*** Working data ***

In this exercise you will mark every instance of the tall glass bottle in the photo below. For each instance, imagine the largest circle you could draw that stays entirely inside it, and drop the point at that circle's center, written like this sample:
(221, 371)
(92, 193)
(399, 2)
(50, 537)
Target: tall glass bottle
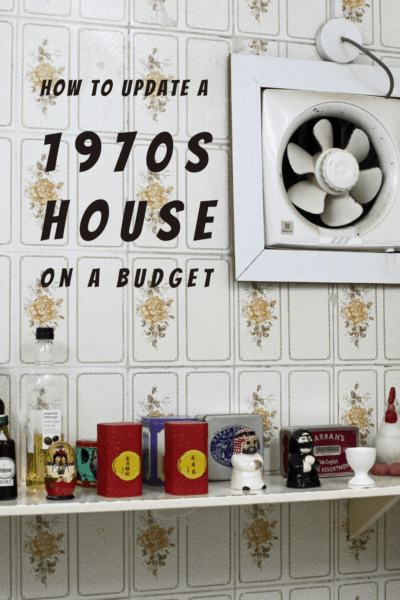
(45, 407)
(8, 476)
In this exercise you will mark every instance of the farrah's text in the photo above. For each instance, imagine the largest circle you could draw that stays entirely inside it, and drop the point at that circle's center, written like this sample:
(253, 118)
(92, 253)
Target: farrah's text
(140, 277)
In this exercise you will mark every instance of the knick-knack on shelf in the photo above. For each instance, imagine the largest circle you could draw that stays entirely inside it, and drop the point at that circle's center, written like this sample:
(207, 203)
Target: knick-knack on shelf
(247, 462)
(387, 440)
(303, 466)
(60, 477)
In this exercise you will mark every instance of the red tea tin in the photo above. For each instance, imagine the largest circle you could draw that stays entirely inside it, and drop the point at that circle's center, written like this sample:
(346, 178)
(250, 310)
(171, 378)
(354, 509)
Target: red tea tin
(330, 443)
(119, 449)
(185, 462)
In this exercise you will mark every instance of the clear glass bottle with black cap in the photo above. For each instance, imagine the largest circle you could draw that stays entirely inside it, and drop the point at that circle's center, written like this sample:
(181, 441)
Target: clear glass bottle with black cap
(8, 475)
(45, 409)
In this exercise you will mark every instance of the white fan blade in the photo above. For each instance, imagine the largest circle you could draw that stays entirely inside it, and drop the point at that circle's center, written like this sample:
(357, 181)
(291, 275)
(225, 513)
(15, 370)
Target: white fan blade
(324, 134)
(300, 160)
(368, 185)
(358, 145)
(340, 210)
(307, 196)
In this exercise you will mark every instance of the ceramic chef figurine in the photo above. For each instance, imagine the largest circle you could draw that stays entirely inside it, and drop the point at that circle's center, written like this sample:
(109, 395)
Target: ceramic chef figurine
(303, 466)
(247, 463)
(60, 475)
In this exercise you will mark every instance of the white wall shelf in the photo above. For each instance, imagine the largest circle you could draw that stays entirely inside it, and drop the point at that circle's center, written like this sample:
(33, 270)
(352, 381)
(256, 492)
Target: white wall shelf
(87, 501)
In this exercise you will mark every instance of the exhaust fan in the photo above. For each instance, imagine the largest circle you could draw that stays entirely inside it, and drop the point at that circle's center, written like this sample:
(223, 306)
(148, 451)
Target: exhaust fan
(331, 170)
(316, 165)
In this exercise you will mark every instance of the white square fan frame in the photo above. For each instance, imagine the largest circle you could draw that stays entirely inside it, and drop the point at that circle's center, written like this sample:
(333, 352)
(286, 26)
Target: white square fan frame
(250, 75)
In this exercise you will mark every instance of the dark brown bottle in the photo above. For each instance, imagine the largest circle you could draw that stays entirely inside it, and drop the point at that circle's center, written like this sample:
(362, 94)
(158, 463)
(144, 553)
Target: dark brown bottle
(8, 475)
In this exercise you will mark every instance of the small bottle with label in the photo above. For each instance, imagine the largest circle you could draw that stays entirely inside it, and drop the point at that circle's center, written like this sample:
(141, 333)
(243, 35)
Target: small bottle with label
(8, 476)
(45, 409)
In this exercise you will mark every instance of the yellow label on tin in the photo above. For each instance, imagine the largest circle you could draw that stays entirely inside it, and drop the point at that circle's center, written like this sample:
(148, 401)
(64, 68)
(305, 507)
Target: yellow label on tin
(127, 465)
(192, 464)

*** End of Working data ***

== What is needed ==
Without copying any picture, write out the entries exactly.

== Problem solution ==
In this exercise you will mark every instance of the tall glass bottle in the photo below. For each instance, imagine the largest circle you could draw that stays entirely inside it, and drop the point at that circle's center, written like this sample:
(221, 371)
(92, 193)
(399, 2)
(50, 537)
Target: tall glass bottle
(45, 407)
(8, 476)
In this exercise you will mark every instance of the farrah's text in the photo above. For each instance, imagine the largest circle you could draw that stays entirely inside it, and drop the point at that circle's center, written like this sample:
(253, 118)
(92, 253)
Target: farrah's text
(140, 277)
In this exercise you will mark every instance of the knick-knack on shelf in the photo above. For each instance, imagine the largest circle you could draw that stays entirely inside it, and drop the point at that circle's center, written like this sample:
(207, 203)
Target: knick-knack on shelf
(247, 462)
(387, 440)
(303, 466)
(60, 477)
In this exercise you will mark every instance of the red tea tin in the photo above. For each instance, imagine the largest circle you could draw that stays entirely inside it, and drop the point at that circle's center, written like this sample:
(346, 178)
(250, 310)
(171, 378)
(354, 509)
Target: red tea tin
(330, 443)
(119, 449)
(185, 462)
In this exercise you will mark every instance of the clear glass bottle with black cap in the photo above. For each instance, imagine the largest circle you could draw that stays entirely inside it, and drop the point at that circle's center, written like this sample:
(181, 441)
Target: clear glass bottle with black cap
(8, 475)
(45, 409)
In this exercise you will mark every instance of the white fan blade in the photo above. For each instance, imagine the largest circle you could draw that stays entirely inside it, and drop the point at that circle's center, written like this sample:
(357, 181)
(291, 275)
(225, 513)
(15, 370)
Target: white fan blade
(324, 134)
(300, 160)
(368, 185)
(358, 145)
(340, 210)
(307, 196)
In this exercise you will mark every instance of the ceramic chef figurine in the photo above. For each instance, imagine the largest circle you could draw that stays entirely inside it, and drop the point at that circle's center, written like this sample:
(109, 395)
Target: ceramic chef figurine
(303, 466)
(247, 463)
(60, 475)
In this exercise you will mark every instance of the white wall shelf in the photo above. For each instance, imagine the largest circle you could draw that stays entirely inside it, and drop the point at that circle's center, written like this sample:
(33, 270)
(352, 381)
(256, 492)
Target: white wall shelf
(87, 501)
In this exercise you will mark every instance of the exhaust fan in the photo above. For each instance, imagine the largest circle you could draw that stays entirely inside it, and drop the point at that circle's center, written like this sample:
(223, 306)
(148, 451)
Target: exhaust fan
(331, 170)
(316, 165)
In this exercise you will mark every instance of the white square fan frame in the photo above. For each instance, imagine the largest circle you could draw that stays entirely inside it, and drop the point at that circle's center, written like this sample:
(333, 352)
(286, 26)
Target: white square fan frame
(250, 75)
In this exercise you will mark every instance of the dark brown bottle in the photo above. For each instance, imagine the largest circle you could draw that stays entirely inside it, and drop the point at that circle's center, written like this sample:
(362, 94)
(158, 463)
(144, 553)
Target: dark brown bottle
(8, 475)
In this exercise you will mark every instance of the small bottle with label in the photo above. For each instance, imagine the largest circle you could draw that stays entirely inside it, and drop the point at that circle's center, written like this sample:
(141, 333)
(243, 35)
Target: small bottle with label
(8, 476)
(45, 409)
In this exercise you will mark every instance of the yellow label on tin in the photo above. For each instance, imagine the largest circle you could draw that stays entirely inside it, and drop the point at that circle's center, written like this sample:
(148, 401)
(64, 68)
(305, 507)
Target: yellow label on tin
(127, 465)
(192, 464)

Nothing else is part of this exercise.